→ Exercise task
Locate every line in the listing below that contains the string "tower" and copy each of those lines.

* begin *

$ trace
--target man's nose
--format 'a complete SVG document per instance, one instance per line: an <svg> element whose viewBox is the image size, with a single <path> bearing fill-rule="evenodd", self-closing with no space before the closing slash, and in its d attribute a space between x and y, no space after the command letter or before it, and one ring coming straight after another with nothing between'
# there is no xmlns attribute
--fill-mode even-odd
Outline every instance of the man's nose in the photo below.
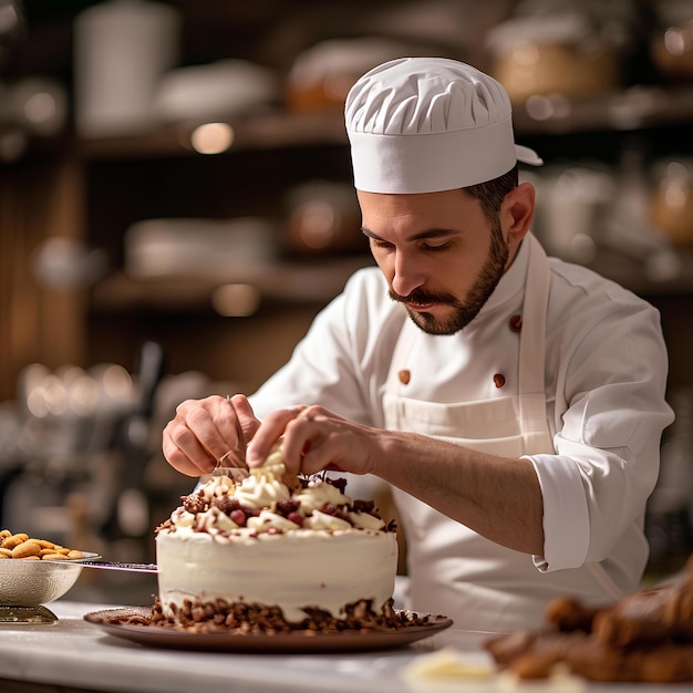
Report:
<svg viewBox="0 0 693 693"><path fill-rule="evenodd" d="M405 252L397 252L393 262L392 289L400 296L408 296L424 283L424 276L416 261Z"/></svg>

* end *
* begin *

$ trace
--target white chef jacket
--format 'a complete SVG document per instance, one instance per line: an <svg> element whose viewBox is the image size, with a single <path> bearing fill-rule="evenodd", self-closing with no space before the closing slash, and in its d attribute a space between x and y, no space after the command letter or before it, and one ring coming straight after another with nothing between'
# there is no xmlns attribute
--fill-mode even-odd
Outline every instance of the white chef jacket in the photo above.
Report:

* end *
* begin *

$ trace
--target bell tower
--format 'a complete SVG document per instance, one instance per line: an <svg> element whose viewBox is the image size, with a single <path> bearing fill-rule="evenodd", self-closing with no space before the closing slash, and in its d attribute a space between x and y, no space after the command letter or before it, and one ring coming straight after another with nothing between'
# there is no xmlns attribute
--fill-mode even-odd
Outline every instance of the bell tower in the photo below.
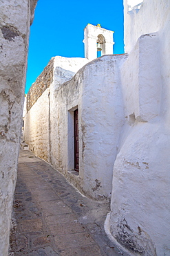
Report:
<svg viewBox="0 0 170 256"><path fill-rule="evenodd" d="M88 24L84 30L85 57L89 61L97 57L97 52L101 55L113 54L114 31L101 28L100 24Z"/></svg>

* end *

→ Answer to the problem
--target bell tower
Outline every instance of the bell tower in the photo below.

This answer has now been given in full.